# EXTRAIT
________

Selon lui, si le vote papier n’est pas adopté lors de la prochaine
présidentielle en octobre 2022, il y aura une fraude électorale. Un discours
qu’il a encore répété ce mardi à Sao Paulo en promettant qu’il ne
suivrait « plus une seule décision du judiciaire et si les juges ne se
rangent pas derrière les limites définies par la Constitution, il y aura des
conséquences. On ne peut accepter un système électoral qui ne nous donne pas
toute sécurité pour la prochaine élection ». Un discours calqué sur
celui de son ancien mentor Donald Trump, dont l’invasion ratée du Capitole est
désormais dans toutes les têtes au Brésil.
Les forces de police invitées à entrer dans le jeu politique
S’il est clair que Bolsonaro n’acceptera pas un résultat défavorable à la
prochaine élection, les institutions ne lui donnent pas pour l’instant raison.
Reste que les menaces de violence et de rupture démocratique sont prises très
au sérieux par la majorité des analystes. « Il n’y a pas eu de coup
d’État ce 7 septembre mais Bolsonaro en prépare bien un. Le président
brésilien veut une invasion organisée, pas comme celle du Capitole américain.

________

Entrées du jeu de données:
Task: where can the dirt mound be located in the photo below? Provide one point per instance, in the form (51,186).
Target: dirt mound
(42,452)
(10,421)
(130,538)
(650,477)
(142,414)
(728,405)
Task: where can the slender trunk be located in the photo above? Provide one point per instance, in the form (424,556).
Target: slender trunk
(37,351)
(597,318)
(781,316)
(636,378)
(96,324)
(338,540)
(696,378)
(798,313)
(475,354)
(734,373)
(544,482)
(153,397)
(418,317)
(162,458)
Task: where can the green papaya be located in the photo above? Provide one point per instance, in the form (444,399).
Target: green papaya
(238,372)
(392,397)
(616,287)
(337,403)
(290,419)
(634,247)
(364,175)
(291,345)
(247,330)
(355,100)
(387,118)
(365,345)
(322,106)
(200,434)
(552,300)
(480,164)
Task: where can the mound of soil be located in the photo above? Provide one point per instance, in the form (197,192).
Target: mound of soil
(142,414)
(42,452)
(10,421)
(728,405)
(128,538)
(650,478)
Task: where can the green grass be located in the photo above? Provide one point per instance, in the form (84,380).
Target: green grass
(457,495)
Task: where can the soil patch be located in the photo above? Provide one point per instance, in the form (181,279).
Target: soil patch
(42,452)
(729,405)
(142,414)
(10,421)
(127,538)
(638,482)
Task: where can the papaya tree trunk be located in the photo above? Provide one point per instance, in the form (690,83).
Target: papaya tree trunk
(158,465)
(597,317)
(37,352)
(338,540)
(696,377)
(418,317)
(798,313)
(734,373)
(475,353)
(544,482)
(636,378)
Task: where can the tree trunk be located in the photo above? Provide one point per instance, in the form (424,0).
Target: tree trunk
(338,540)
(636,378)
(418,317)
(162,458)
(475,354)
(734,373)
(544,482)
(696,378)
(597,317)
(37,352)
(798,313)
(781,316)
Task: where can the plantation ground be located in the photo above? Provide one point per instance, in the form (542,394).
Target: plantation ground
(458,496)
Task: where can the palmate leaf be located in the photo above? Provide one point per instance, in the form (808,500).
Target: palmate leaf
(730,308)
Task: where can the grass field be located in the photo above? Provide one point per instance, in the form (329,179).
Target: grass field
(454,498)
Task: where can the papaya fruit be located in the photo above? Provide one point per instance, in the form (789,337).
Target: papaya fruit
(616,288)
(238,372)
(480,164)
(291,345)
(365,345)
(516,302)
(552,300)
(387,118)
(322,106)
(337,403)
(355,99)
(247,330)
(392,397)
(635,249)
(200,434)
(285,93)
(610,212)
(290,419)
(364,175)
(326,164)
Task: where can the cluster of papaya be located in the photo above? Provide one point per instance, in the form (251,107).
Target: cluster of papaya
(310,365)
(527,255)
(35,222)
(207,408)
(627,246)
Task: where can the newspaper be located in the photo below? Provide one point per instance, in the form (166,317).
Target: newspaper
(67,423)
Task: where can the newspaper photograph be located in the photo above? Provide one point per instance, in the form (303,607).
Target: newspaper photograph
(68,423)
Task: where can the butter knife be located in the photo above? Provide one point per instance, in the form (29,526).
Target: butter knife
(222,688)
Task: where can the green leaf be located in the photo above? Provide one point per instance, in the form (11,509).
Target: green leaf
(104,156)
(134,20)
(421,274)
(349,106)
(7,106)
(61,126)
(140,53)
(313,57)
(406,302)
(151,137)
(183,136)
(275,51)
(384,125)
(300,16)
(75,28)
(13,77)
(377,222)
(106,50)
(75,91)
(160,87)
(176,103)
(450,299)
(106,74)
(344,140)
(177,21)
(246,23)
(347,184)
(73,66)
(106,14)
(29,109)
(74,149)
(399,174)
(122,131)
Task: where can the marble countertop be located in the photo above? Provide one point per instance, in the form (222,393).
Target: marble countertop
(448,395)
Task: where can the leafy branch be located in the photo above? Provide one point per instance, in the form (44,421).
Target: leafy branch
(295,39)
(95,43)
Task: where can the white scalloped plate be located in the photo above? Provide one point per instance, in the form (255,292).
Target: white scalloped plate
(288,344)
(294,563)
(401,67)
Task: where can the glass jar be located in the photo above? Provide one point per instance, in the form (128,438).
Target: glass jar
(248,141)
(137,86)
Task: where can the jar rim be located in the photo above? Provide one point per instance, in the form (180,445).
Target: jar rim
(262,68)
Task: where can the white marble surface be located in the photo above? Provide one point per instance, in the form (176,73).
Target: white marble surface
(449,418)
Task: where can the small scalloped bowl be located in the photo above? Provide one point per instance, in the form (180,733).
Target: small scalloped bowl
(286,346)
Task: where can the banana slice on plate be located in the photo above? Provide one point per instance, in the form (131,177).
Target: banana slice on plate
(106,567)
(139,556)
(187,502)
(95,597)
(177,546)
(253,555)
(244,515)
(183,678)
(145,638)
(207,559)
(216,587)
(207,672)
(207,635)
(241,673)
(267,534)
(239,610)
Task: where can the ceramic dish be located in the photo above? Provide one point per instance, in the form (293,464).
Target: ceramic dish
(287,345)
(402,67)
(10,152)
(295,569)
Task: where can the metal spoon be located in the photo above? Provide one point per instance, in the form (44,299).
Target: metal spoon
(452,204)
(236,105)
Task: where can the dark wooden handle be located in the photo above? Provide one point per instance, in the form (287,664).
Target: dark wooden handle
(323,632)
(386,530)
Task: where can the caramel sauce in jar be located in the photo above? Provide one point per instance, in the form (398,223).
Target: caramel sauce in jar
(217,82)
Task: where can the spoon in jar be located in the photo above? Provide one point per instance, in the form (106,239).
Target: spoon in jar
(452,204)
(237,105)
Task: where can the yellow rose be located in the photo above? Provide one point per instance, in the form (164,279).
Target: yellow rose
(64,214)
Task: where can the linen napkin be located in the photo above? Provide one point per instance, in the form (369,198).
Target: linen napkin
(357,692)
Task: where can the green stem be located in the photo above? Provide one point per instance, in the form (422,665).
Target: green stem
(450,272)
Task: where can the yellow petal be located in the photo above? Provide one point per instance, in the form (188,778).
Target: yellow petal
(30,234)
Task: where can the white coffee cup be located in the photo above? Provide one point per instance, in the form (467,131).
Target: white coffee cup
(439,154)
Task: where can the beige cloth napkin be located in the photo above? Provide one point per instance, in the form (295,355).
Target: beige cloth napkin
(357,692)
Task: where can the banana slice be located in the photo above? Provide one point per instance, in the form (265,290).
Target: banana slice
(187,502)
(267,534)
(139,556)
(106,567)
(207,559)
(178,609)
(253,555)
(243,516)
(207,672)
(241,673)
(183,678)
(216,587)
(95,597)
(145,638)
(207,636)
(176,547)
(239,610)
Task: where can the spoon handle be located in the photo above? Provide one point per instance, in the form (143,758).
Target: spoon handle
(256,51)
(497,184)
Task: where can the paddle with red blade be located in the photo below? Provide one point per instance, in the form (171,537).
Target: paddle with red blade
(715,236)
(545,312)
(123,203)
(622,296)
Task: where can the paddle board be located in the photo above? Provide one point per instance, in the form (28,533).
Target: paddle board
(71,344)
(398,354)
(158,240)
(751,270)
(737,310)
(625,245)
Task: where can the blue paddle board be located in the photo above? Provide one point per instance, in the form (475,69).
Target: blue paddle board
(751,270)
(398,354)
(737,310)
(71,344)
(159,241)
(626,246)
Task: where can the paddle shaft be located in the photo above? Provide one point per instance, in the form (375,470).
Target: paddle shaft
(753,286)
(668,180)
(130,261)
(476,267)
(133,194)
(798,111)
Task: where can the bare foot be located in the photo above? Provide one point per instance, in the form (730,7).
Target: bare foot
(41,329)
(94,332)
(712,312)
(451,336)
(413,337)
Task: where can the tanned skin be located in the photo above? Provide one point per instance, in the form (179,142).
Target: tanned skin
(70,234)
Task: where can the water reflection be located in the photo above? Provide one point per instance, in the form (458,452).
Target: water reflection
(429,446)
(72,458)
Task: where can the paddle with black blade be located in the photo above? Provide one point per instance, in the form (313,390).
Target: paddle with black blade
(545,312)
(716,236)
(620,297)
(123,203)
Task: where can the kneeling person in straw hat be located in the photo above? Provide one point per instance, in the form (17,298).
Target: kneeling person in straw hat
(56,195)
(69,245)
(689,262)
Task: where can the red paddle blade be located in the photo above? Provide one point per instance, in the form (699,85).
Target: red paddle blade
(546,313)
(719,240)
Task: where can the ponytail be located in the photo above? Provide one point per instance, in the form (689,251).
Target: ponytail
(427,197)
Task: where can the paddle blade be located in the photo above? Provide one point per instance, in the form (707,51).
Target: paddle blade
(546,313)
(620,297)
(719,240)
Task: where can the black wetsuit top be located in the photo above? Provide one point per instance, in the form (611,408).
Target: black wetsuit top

________

# TRAVAIL DEMANDÉ
(a) D'après l'extrait, à quelle date doit se tenir la prochaine élection présidentielle ?
(b) Recopiez fidèlement le passage de l'extrait qui va de « Selon lui, si » jusqu'à « pour l’instant raison. ».

# CORRIGÉ DE L'EXERCICE
(a) En octobre 2022.

(b)
Selon lui, si le vote papier n’est pas adopté lors de la prochaine
présidentielle en octobre 2022, il y aura une fraude électorale. Un discours
qu’il a encore répété ce mardi à Sao Paulo en promettant qu’il ne
suivrait « plus une seule décision du judiciaire et si les juges ne se
rangent pas derrière les limites définies par la Constitution, il y aura des
conséquences. On ne peut accepter un système électoral qui ne nous donne pas
toute sécurité pour la prochaine élection ». Un discours calqué sur
celui de son ancien mentor Donald Trump, dont l’invasion ratée du Capitole est
désormais dans toutes les têtes au Brésil.
Les forces de police invitées à entrer dans le jeu politique
S’il est clair que Bolsonaro n’acceptera pas un résultat défavorable à la
prochaine élection, les institutions ne lui donnent pas pour l’instant raison.